A run of records
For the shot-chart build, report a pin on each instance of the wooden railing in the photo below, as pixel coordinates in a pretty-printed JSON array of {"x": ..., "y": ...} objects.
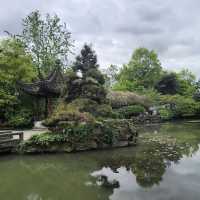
[{"x": 9, "y": 139}]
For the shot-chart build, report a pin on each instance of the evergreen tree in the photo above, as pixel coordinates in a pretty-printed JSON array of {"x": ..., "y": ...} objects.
[{"x": 87, "y": 81}]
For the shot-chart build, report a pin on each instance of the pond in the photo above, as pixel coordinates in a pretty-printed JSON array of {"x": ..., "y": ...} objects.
[{"x": 164, "y": 165}]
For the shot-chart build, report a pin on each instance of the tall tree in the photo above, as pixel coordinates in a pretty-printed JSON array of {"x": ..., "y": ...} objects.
[
  {"x": 88, "y": 81},
  {"x": 187, "y": 82},
  {"x": 168, "y": 84},
  {"x": 15, "y": 65},
  {"x": 47, "y": 39},
  {"x": 144, "y": 69}
]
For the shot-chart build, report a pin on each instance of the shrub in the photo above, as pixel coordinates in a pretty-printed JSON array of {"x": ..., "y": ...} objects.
[
  {"x": 130, "y": 111},
  {"x": 119, "y": 99},
  {"x": 181, "y": 106},
  {"x": 21, "y": 119}
]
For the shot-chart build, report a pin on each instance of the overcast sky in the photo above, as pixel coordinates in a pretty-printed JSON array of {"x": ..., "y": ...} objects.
[{"x": 117, "y": 27}]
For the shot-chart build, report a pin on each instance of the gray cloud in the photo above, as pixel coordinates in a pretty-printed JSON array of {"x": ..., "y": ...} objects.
[{"x": 117, "y": 27}]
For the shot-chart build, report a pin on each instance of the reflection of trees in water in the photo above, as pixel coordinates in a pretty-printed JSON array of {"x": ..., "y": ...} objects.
[{"x": 150, "y": 160}]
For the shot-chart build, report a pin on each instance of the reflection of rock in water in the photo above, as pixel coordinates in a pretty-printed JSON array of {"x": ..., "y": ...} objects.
[
  {"x": 148, "y": 164},
  {"x": 106, "y": 183}
]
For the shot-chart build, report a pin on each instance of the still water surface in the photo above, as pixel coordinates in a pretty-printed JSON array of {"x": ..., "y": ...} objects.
[{"x": 154, "y": 170}]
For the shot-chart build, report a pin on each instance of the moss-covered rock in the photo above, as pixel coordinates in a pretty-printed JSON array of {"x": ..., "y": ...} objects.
[{"x": 72, "y": 136}]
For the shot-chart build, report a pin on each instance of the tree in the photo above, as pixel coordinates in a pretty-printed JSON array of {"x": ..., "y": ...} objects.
[
  {"x": 187, "y": 83},
  {"x": 46, "y": 39},
  {"x": 111, "y": 75},
  {"x": 168, "y": 84},
  {"x": 143, "y": 70},
  {"x": 88, "y": 80},
  {"x": 15, "y": 65}
]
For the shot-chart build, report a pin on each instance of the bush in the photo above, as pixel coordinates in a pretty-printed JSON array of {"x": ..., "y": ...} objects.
[
  {"x": 130, "y": 111},
  {"x": 181, "y": 106},
  {"x": 21, "y": 119}
]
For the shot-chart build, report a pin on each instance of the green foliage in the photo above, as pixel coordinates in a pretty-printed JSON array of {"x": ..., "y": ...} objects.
[
  {"x": 143, "y": 70},
  {"x": 45, "y": 139},
  {"x": 166, "y": 114},
  {"x": 130, "y": 111},
  {"x": 119, "y": 99},
  {"x": 87, "y": 60},
  {"x": 20, "y": 119},
  {"x": 46, "y": 39},
  {"x": 186, "y": 83},
  {"x": 181, "y": 106},
  {"x": 168, "y": 84},
  {"x": 88, "y": 80},
  {"x": 111, "y": 75},
  {"x": 15, "y": 65}
]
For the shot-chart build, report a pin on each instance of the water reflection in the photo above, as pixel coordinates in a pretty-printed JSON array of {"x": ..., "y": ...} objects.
[
  {"x": 164, "y": 165},
  {"x": 147, "y": 166}
]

### WHAT YOU WILL DO
Transcribe the preceding listing in its entirety and with exact wording, leaving out pictures.

### REPLY
For the shot-chart build, report a pin on each instance of the wooden railing in the photo below, as pixel coordinates in a pretty-printed JSON array of {"x": ..., "y": ...} objects.
[{"x": 9, "y": 139}]
For the shot-chart build, report a pin on each instance of the evergreen tree in the photo above, as pixel coordinates in a pretty-printed JSON array of {"x": ..., "y": ...} objects.
[{"x": 87, "y": 81}]
For the shot-chart build, report a pin on each instance of the pond in the photo above, as pixel coordinates in a pretty-printed JSON array of {"x": ..., "y": ...} objects.
[{"x": 164, "y": 165}]
For the shot-chart build, report a pin on each instance of the tall tree in the photo above, as pixel coordinates in a pretty-printed JSON array of {"x": ..., "y": ...} objects.
[
  {"x": 88, "y": 81},
  {"x": 187, "y": 82},
  {"x": 168, "y": 84},
  {"x": 15, "y": 65},
  {"x": 47, "y": 39},
  {"x": 144, "y": 69}
]
For the shot-chart build, report a pin on each instance of the shrub in the photo above, as pixel coordinates in a pretty-printed JSON array of {"x": ..., "y": ...} objects.
[
  {"x": 130, "y": 111},
  {"x": 119, "y": 99},
  {"x": 181, "y": 106},
  {"x": 21, "y": 119}
]
For the shot-chart build, report a pin on each instance of the overcast sky in the photo above, as pixel coordinates in a pretty-printed JSON array of {"x": ..., "y": ...} objects.
[{"x": 117, "y": 27}]
For the shot-chart build, report a pin on each instance of the gray cloud in the photo above, as pixel coordinates in a pretty-printed JSON array of {"x": ..., "y": ...} objects.
[{"x": 117, "y": 27}]
For the shot-chart build, report a pin on each instance of the reflection of trees in water in the photo above, as pixel coordinates in a pretty-printed JSON array of {"x": ..., "y": ...} objects.
[{"x": 150, "y": 160}]
For the shot-chart build, report a pin on each instance of the reflection of rock in water in the photo above, as pixel coordinates in a pretty-printed JSON array of {"x": ..., "y": ...} objects.
[
  {"x": 148, "y": 164},
  {"x": 106, "y": 183}
]
For the shot-chart build, report a pin on each instance of the still water surface in the photo above, as pixel coordinates in a pretty-printed JSON array of {"x": ..., "y": ...} objects.
[{"x": 154, "y": 170}]
For the shot-chart build, report a pin on each instance of the moss-covered rock in the photo above, as pixel coordinates in a pretty-printed JSON array of {"x": ..., "y": ...} objects.
[{"x": 72, "y": 136}]
For the shot-chart build, report a pin on each instance of the tree in the photo above, as pixel coordinates in a pretty-printed JSON array of {"x": ..., "y": ...} objects.
[
  {"x": 187, "y": 83},
  {"x": 46, "y": 39},
  {"x": 111, "y": 75},
  {"x": 168, "y": 84},
  {"x": 143, "y": 70},
  {"x": 88, "y": 80},
  {"x": 15, "y": 65}
]
For the shot-chart build, report a pin on each instance of the bush in the photo above, as pixel coordinates in a pretty-printed JSON array of {"x": ..., "y": ...} objects.
[
  {"x": 130, "y": 111},
  {"x": 181, "y": 106},
  {"x": 21, "y": 119}
]
For the shot-chart build, report a pin on each instance of the green foliage in the photo above, as pixel coordinates in a pretty-printed JSON array of {"x": ..., "y": ...} objects.
[
  {"x": 143, "y": 70},
  {"x": 45, "y": 139},
  {"x": 166, "y": 114},
  {"x": 130, "y": 111},
  {"x": 119, "y": 99},
  {"x": 87, "y": 60},
  {"x": 20, "y": 119},
  {"x": 46, "y": 39},
  {"x": 186, "y": 83},
  {"x": 181, "y": 106},
  {"x": 168, "y": 84},
  {"x": 88, "y": 80},
  {"x": 111, "y": 75},
  {"x": 15, "y": 65}
]
For the shot-chart build, report a pin on each instance of the water reflection in the photo above, as pixel coordinates in a pretty-printed JSON array of {"x": ..., "y": ...} objects.
[
  {"x": 164, "y": 165},
  {"x": 147, "y": 166}
]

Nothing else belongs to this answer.